AIM OF THE EXERCISE: Please repeat everything from the start of the records down to the line containing "Provide the outline", swapping "mountain ridge" for "sand dune" and changing nothing else.

— start of DATA SUPPLIED —

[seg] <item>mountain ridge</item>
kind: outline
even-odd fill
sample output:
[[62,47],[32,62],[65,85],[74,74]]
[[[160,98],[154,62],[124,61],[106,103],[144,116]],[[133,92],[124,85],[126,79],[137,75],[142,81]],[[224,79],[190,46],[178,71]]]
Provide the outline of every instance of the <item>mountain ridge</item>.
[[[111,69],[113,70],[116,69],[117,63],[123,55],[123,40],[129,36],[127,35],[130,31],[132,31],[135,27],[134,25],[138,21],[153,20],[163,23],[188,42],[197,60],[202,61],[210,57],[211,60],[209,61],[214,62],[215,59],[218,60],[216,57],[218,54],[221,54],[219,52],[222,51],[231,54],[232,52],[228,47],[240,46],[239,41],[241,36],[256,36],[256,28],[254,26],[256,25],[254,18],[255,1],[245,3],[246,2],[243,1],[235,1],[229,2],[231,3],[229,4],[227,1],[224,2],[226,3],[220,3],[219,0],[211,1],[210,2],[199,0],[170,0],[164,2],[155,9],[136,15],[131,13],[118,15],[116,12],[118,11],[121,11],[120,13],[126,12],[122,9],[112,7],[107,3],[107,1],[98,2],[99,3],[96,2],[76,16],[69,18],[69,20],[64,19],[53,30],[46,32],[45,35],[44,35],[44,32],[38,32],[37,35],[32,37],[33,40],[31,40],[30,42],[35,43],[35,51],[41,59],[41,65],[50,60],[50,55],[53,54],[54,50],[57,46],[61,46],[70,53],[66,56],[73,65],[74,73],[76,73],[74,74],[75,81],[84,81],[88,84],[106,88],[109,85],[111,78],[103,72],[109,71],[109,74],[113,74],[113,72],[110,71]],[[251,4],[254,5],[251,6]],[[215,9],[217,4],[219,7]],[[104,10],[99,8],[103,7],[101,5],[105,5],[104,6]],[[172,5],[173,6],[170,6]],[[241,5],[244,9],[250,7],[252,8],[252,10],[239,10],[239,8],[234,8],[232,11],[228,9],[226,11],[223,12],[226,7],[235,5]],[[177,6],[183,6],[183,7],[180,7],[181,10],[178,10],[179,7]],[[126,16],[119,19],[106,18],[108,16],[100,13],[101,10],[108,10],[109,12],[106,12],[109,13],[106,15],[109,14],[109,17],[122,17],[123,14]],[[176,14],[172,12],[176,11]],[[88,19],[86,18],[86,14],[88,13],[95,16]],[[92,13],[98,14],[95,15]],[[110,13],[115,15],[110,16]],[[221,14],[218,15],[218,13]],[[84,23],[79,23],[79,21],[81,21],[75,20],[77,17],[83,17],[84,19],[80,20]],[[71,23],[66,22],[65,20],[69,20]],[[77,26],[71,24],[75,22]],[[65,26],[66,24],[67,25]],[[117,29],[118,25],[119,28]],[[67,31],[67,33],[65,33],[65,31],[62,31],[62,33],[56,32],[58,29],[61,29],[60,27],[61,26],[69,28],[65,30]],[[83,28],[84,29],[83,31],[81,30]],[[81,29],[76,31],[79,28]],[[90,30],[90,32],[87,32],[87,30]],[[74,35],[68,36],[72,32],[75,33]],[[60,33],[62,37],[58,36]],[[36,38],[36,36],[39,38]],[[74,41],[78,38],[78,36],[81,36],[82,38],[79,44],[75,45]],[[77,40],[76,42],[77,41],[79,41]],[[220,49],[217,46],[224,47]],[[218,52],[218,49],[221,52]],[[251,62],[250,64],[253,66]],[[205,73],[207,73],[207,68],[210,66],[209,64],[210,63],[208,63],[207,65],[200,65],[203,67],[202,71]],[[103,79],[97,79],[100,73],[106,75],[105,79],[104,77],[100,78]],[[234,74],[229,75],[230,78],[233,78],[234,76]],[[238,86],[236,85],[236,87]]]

— end of DATA SUPPLIED —

ANSWER IN FULL:
[seg] <item>sand dune</item>
kind: outline
even-odd fill
sample output:
[[62,47],[32,62],[65,85],[74,74]]
[[[160,98],[154,62],[124,61],[106,103],[144,116]],[[133,92],[124,85],[126,79],[137,75],[142,81]],[[224,79],[190,46],[178,71]]]
Provide the outline of every instance of the <item>sand dune</item>.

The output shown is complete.